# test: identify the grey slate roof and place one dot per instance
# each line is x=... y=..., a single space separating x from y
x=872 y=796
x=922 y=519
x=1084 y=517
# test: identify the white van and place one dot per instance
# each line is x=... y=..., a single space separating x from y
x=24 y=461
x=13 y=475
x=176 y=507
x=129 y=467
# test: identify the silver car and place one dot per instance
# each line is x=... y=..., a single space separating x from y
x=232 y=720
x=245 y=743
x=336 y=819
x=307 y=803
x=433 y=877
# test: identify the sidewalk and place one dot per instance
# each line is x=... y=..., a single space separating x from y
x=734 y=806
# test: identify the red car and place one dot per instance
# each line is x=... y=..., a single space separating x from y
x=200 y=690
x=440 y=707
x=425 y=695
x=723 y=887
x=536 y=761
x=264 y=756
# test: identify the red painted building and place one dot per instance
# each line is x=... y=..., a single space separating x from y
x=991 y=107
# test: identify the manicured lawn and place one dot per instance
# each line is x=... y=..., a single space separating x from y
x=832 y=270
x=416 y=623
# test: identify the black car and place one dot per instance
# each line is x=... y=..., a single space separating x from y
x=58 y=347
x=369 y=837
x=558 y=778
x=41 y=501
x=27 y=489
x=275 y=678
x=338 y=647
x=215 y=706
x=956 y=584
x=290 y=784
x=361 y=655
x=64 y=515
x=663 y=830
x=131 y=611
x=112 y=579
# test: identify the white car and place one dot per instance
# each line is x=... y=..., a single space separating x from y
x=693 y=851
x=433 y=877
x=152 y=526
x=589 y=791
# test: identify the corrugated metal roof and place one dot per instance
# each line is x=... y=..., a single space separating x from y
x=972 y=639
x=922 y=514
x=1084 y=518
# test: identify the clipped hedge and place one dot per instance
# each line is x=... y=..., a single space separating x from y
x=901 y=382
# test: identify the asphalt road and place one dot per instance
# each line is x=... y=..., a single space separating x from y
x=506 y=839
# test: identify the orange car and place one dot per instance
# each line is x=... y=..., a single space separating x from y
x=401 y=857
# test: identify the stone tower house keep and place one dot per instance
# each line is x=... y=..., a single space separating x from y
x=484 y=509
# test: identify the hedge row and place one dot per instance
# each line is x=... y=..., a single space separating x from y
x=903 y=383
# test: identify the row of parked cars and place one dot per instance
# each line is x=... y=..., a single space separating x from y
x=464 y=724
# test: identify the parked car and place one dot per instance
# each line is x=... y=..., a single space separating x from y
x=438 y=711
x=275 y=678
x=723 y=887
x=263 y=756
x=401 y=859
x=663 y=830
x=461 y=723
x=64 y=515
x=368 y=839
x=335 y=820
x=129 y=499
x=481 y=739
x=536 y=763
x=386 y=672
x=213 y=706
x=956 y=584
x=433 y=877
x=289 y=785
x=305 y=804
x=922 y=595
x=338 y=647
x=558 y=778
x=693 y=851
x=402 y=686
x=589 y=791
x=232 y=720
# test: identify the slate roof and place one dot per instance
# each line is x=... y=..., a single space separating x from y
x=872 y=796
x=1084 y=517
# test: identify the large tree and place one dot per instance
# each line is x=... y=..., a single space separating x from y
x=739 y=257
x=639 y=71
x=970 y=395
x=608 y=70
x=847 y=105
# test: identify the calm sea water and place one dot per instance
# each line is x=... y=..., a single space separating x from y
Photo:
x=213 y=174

**Exercise requirements**
Copy every one of the entries above word for word, with each line kept exactly as it is.

**Complete answer**
# test: identify the grey slate roof and place one dot per instance
# each line is x=... y=..., a single space separating x from y
x=872 y=796
x=922 y=519
x=1084 y=517
# test: identify the white van and place one dot per instance
# each line is x=... y=..., a single space separating x from y
x=24 y=461
x=13 y=475
x=176 y=507
x=129 y=467
# test: identify the silver car and place one dot per instance
# each line is x=... y=..., a single space separating x from y
x=232 y=720
x=245 y=743
x=336 y=819
x=307 y=803
x=433 y=877
# test: identify the sidewalk and place one dot per instance
# each line is x=... y=..., a single space separating x from y
x=734 y=806
# test: identify the red car and place one dot per instance
# each line is x=... y=..., a single space separating x from y
x=200 y=690
x=440 y=707
x=425 y=695
x=723 y=887
x=536 y=761
x=264 y=756
# test: identify the red painted building and place one dot per instance
# each line is x=... y=..., a single space separating x from y
x=991 y=107
# test: identify the manicured lawn and place one dot per instance
# each line is x=... y=..., a single space separating x from y
x=832 y=270
x=416 y=623
# test: identify the black car and place one dot per instance
# each line is x=... y=..., a single space separating x from y
x=58 y=347
x=369 y=837
x=558 y=778
x=41 y=501
x=27 y=489
x=275 y=678
x=338 y=647
x=215 y=706
x=956 y=584
x=290 y=784
x=361 y=655
x=64 y=515
x=663 y=830
x=131 y=611
x=112 y=579
# test: identify the white car and place one dot per instance
# each line is x=... y=..., a single space separating x from y
x=693 y=851
x=433 y=877
x=152 y=526
x=589 y=791
# test: identify the corrugated metal roof and place one dot per instance
# each line is x=... y=..., a single space separating x from y
x=972 y=639
x=922 y=514
x=1084 y=518
# test: identify the clipped hedge and place one dot per instance
# each line is x=... y=..., a single space separating x from y
x=901 y=382
# test: identify the asphalt road and place one dot per instance
# each line is x=... y=..., a single space separating x from y
x=506 y=839
# test: identify the orange car and place one dot per instance
# each line is x=... y=..., a single space separating x from y
x=401 y=857
# test: identify the stone tower house keep and place one dot per instance
# each line is x=... y=..., a single space separating x from y
x=484 y=509
# test: identify the hedge row and place one dot per instance
# each line is x=... y=..., a single space separating x from y
x=903 y=383
# test: identify the row of parked cars and place one dot per instance
# each line is x=... y=..., a single space separating x from y
x=464 y=724
# test: identify the parked car and place one dot per instance
# each line is x=... y=..., a single space separating x from y
x=438 y=711
x=275 y=678
x=723 y=887
x=263 y=756
x=401 y=859
x=663 y=830
x=461 y=723
x=64 y=515
x=368 y=839
x=335 y=820
x=129 y=499
x=481 y=739
x=536 y=763
x=386 y=672
x=213 y=706
x=956 y=584
x=433 y=877
x=289 y=785
x=305 y=804
x=922 y=595
x=338 y=647
x=558 y=778
x=693 y=851
x=402 y=686
x=589 y=791
x=232 y=720
# test: identify the slate roof and place one dot per instance
# each line is x=... y=..., a single space separating x from y
x=872 y=796
x=1084 y=517
# test: identify the large tree and place one dot per instance
# each line is x=... y=..., a single space separating x from y
x=739 y=257
x=639 y=71
x=970 y=395
x=608 y=70
x=847 y=105
# test: identify the calm sea water and place one dot per instance
# each line is x=... y=..., a single space separating x from y
Photo:
x=213 y=174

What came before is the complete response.